必做任务:
a) 在待析文本中,康德把伪侍奉的集中表现斥为什么?
b) 将待析文本中以"按照康德的设想"开头的段落压缩改写,保留主要事实。
c) 接着这段论康德"真侍奉"与"伪侍奉"的文字往下续写。

待析文本:
##############################

按照康德的设想,建立起理性的、道德的宗教,形成宗教-伦理的共同体的结果是,它会使人产生对上帝的“真侍奉”。这种对宗教的“真侍奉”是与“伪侍奉”相对的。康德提出这一区别是基于他的“理性的”信仰(即主动的、由每一个人所自由地接受的信仰,其信仰的内容是由纯粹理性所启示的道德实践的法则)与“启示的”信仰(它是被动的,被指定、被规定地接受的信仰)的区分之上的。真侍奉乃是基于善的原则,履行自己对自身和他人的义务,执行上帝的诫命;而“伪侍奉”则是“想使启示信仰先行于宗教的那种侍奉”[4] (P172),亦即被动地接受启示、而不是自觉主动地建立纯粹理性的信仰,不是把宗教作为道德法则来信奉。康德指出,伪侍奉的集中表现是把为了教会的目的而规定的“章程性信仰”当作是神圣的规定、是使上帝喜悦人的最高条件,由此作为侍奉上帝的根本。康德斥此为一种“宗教幻想”。伪侍奉的结果是使道德秩序本末倒置,为有良知的人套上一副教会的规章性的诫命、教规、戒律的沉重枷锁。它导引人们从事忏悔、苦行、朝圣这类毫无用处、却又耗费气力的行为,以求得上帝的拯救和保佑之类的好处。康德辛辣地嘲讽道:“这样的自虐越是无用,越是不以人在道德上的普遍改善为目的,就越显得圣洁。”[4] (P177)

##############################

所给数据:

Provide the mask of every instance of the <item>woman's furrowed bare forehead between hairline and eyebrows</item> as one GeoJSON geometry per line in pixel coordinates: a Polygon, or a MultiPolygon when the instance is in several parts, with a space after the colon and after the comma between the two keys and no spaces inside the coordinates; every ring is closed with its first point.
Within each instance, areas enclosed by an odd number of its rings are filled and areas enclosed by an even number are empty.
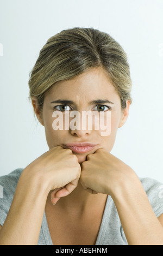
{"type": "Polygon", "coordinates": [[[95,99],[118,97],[108,75],[102,68],[92,68],[76,78],[57,82],[48,92],[49,98],[95,99]]]}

##############################

各题答案:
a) 一种"宗教幻想"。

b) 按照康德的设想,理性的、道德的宗教会使人对上帝产生"真侍奉",与之相对的是"伪侍奉"。这一区分基于两种信仰的区别。一种是理性的信仰,由每个人主动、自由地接受,其内容是纯粹理性所启示的道德实践法则。另一种是启示的信仰,被动地、按规定接受。真侍奉基于善的原则,履行对自身和他人的义务,执行上帝的诫命。伪侍奉则让启示信仰先行于宗教,被动接受启示,不把宗教作为道德法则来信奉。伪侍奉的集中表现,是把为教会目的而规定的"章程性信仰"当作侍奉上帝的根本,康德斥之为"宗教幻想"。其结果是道德秩序本末倒置,给有良知的人套上教会规章的沉重枷锁。它还引导人们以忏悔、苦行、朝圣等无用又费力的行为,求取上帝的拯救和保佑。

c)
虽然黑格尔对宗教的性质的解释与康德有所不同,也就是他着重于宗教的“思想”与“真理”的性质,而不像康德那样把宗教放置在伦理的领域,但在看待宗教的社会功能上,黑格尔与康德却是一致的,都把它看作是服务于道德的目的。他写道:“一切真正宗教(基督教包括在内)的目的和本质就是人的道德。”[2] (P171)在黑格尔看来,宗教对于道德的促进是通过对人们的精神的影响来实现的,包括向人们的情感、意志和心灵灌输力量、注入热情,强化人们的伦理动机,给道德提供一种具有崇高感觉的振奋动因,由此来达到道德的目的。黑格尔认为,这也正是宗教所从出的根源,它导源于人们的道德情感。

具体而言,宗教要达到这一道德目的主要通过两个途径,一是通过它的教义,另一是通过其仪式。黑格尔认为宗教包含三个要素:概念(教义)、主要风俗习惯和仪式。他的理性主义哲学要求教义必须建立在理性的基础上,并且要能够把民众引向理性的宗教。在他早期的《民众宗教与基督教》中,黑格尔把基督教的教义归结为对上帝的无限向往的爱。同样出于理性主义的立场,黑格尔在肯定宗教仪式的必要性的同时,主张宗教仪式应当是有其“精神”实质的,而不应当仅仅具有表面的形式,因为空泛的仪式会影响人们把握宗教的本质。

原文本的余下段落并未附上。